The problem is that I have trouble viewing the screen with my bifocals
on, and trouble seeing in general with my computer glasses on, so I
have to switch every time I get on or off the computer.
I have an ophthalmologist appointment coming up, and I'm sure I'll
need new prescriptions so I'll be buying new glasses.
How do y'all handle it if you have similar problems?
Progressive lenses (I've never tried those)? Trifocals?
It's a matter of personal preference. I never wore glasses for anything
until I was 50 and needed reading magnification. For driving and flying
airplanes (I've been a pilot since teenage), I found half-and-half
bifocal lenses convenient, so I could glance down and read the
instrument panel. The top half was planar.

I had cataract surgery a few years ago, and chose the normal optical
infinity (3 meters) for the implants. For reading and for computer use,
I want a full field of vision, so have separate glasses with appropriate
corrections. I only use desktop computers, so don't consider notebooks
or smartphones.

Before going to an optometrist/ophthalmologist, I'll suggest that you
use a tape measure to measure your preferred viewing distances for
reading and for computer use. In my case, they're quite different, and
reading glasses are too strong for computer comfort. Take your tape
measure with you to the exam, and have the examiner select lenses
appropriate for your distance.

====

• **Using the information**:
(1) In the discussion about computer glasses, shorten the paragraph beginning "Before going to an optometrist/ophthalmologist" while keeping its main facts.
(2) Reproduce without changes the part of the discussion about computer glasses that opens with the words containing "I had cataract" and closes with "or smartphones.".
(3) Pick up the discussion about computer glasses after its final sentence and write what comes next.
The entries come from a different source.

====

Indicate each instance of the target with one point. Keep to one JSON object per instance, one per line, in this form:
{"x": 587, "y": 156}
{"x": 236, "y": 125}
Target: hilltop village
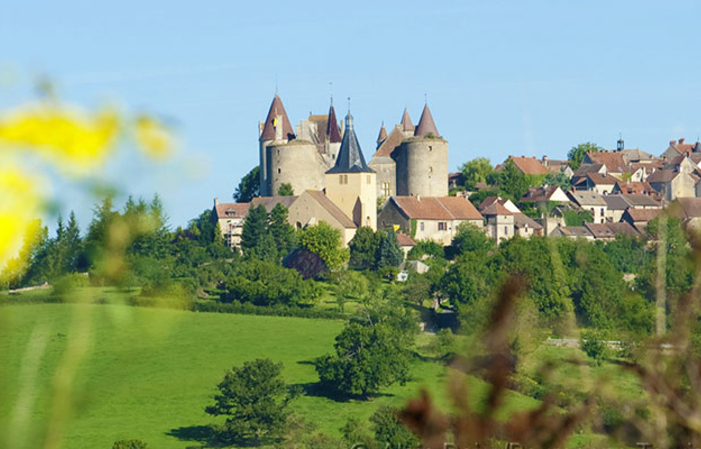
{"x": 407, "y": 187}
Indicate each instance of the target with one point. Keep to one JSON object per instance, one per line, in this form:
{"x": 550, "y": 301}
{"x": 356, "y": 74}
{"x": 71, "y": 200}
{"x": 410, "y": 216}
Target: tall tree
{"x": 476, "y": 170}
{"x": 254, "y": 399}
{"x": 249, "y": 187}
{"x": 577, "y": 153}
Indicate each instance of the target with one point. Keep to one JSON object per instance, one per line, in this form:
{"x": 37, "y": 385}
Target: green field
{"x": 141, "y": 373}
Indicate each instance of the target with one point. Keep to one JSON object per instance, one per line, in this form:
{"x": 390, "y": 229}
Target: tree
{"x": 558, "y": 179}
{"x": 285, "y": 190}
{"x": 363, "y": 247}
{"x": 576, "y": 154}
{"x": 389, "y": 431}
{"x": 512, "y": 182}
{"x": 476, "y": 170}
{"x": 249, "y": 187}
{"x": 254, "y": 399}
{"x": 368, "y": 357}
{"x": 324, "y": 241}
{"x": 389, "y": 253}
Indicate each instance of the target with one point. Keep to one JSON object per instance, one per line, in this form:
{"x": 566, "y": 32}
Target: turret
{"x": 422, "y": 161}
{"x": 351, "y": 184}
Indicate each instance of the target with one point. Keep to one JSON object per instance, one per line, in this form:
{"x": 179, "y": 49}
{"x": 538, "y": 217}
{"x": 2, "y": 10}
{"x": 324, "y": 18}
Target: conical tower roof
{"x": 332, "y": 126}
{"x": 383, "y": 135}
{"x": 426, "y": 124}
{"x": 276, "y": 108}
{"x": 407, "y": 126}
{"x": 350, "y": 157}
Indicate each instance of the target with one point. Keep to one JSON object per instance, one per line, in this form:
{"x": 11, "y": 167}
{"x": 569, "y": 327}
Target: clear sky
{"x": 519, "y": 77}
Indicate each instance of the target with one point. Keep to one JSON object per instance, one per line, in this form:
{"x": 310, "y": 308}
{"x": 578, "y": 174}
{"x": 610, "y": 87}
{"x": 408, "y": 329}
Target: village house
{"x": 230, "y": 218}
{"x": 429, "y": 218}
{"x": 591, "y": 202}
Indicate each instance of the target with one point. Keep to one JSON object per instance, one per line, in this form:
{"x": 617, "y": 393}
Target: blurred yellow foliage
{"x": 69, "y": 137}
{"x": 153, "y": 137}
{"x": 19, "y": 207}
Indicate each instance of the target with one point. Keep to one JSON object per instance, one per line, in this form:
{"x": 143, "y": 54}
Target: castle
{"x": 408, "y": 161}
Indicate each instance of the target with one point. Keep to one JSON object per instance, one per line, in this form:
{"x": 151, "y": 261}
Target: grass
{"x": 148, "y": 373}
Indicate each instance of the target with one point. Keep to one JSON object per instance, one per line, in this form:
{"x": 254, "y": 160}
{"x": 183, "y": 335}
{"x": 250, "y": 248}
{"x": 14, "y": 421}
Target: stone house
{"x": 429, "y": 218}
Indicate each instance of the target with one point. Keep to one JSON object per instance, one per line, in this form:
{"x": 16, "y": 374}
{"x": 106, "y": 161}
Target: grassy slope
{"x": 149, "y": 371}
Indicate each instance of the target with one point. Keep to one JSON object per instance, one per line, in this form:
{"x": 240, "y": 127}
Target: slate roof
{"x": 391, "y": 142}
{"x": 276, "y": 108}
{"x": 585, "y": 198}
{"x": 350, "y": 157}
{"x": 523, "y": 221}
{"x": 437, "y": 208}
{"x": 405, "y": 123}
{"x": 426, "y": 124}
{"x": 529, "y": 165}
{"x": 332, "y": 209}
{"x": 271, "y": 201}
{"x": 231, "y": 210}
{"x": 638, "y": 215}
{"x": 382, "y": 136}
{"x": 332, "y": 126}
{"x": 612, "y": 159}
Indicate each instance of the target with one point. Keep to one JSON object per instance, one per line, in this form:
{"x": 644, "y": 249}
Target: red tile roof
{"x": 276, "y": 108}
{"x": 437, "y": 208}
{"x": 529, "y": 165}
{"x": 612, "y": 159}
{"x": 405, "y": 240}
{"x": 231, "y": 210}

====

• **Task-by-task answers**:
(1) Before seeing an optometrist or ophthalmologist, measure your preferred reading and computer viewing distances with a tape measure. The writer's two distances differ, so reading glasses are too strong for computer comfort. Bring the tape measure to the exam and have the examiner choose lenses for your distance.

(2)
I had cataract surgery a few years ago, and chose the normal optical
infinity (3 meters) for the implants. For reading and for computer use,
I want a full field of vision, so have separate glasses with appropriate
corrections. I only use desktop computers, so don't consider notebooks
or smartphones.

(3)
It's your choice whether you want bifocals, trifocals, progressive
lenses, or separate frames with single lenses. I don't like tilting my
head back and forth----I get a crick in my neck from that---so have
separate frames with single lenses. Paint marks on the temples assure
that I'm using the correct pair.

My sisters, both of whom needed significant nearsightedness correction
all their lives, had cataract surgery when they hit 70. They chose
standard infinity, and now need reading glasses. Both told me that it
was a significant adjustment to have normal distance vision without
correction, but are now glad that made that choice.